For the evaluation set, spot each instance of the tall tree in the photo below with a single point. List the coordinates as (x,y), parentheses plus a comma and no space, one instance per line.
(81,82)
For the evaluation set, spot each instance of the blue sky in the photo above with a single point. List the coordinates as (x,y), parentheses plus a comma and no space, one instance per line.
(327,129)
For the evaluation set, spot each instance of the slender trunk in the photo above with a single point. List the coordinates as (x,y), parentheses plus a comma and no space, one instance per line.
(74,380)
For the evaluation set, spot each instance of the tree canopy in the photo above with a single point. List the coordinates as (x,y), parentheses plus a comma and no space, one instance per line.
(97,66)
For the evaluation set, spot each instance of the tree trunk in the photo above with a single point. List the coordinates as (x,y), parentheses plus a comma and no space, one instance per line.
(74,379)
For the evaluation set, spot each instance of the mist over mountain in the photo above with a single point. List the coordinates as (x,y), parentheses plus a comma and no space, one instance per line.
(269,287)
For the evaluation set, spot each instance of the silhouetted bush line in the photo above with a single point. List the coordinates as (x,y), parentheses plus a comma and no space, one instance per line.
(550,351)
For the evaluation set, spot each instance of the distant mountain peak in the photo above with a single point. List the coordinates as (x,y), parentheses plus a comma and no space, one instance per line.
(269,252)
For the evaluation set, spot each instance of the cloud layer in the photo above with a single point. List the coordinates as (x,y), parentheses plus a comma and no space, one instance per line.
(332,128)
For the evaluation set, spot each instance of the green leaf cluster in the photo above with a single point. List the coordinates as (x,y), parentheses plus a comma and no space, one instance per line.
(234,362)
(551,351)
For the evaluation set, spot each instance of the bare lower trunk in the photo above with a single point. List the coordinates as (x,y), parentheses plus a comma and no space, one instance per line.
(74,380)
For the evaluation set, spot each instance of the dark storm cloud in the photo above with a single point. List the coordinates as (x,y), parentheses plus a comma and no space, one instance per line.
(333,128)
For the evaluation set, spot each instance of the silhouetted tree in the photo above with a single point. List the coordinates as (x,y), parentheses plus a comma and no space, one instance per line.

JOB: Repeat the lines from the one containing "For the evaluation set, spot each instance of the distant" up to and including the last line above, requests included. Multiply every coordinate in the answers by 0.9 and round each result to a whole number, rounding halves up.

SOLUTION TO THIS PROBLEM:
For the evaluation set, spot each instance of the distant mountain peak in the photo above with a single point. List the coordinates as (x,y), parentheses plus a comma and no space, one instance per line.
(242,227)
For the evaluation set, spot each instance of the cloud layer in the photo above with a single point. List the coordinates as (x,y), parentheses plus a comma and no space, one instance per line.
(299,115)
For the evaluation set, spot each instance of the green leaf cluster in the photo above with a single point. List the coordinates as (x,y), parentheses plus a comma and no space, one instance per line.
(211,326)
(496,316)
For the evaluation set, spot each instance of the bare lower trunk in the photo above with a single point. List the coordinates as (x,y), parentheses plus a comma and no space, one instance per line.
(67,342)
For the evaluation set, spot each instance of the dark storm cloud in the photo above with a single point. List the coordinates as (x,y), parentheses plus a comma and no space, one instance per line.
(300,115)
For the evaluation set, spot each instance of the silhouetted tree in the photo above with a single point. List the coordinates as (x,y), parentheses plus a comma and no space, one instance per line.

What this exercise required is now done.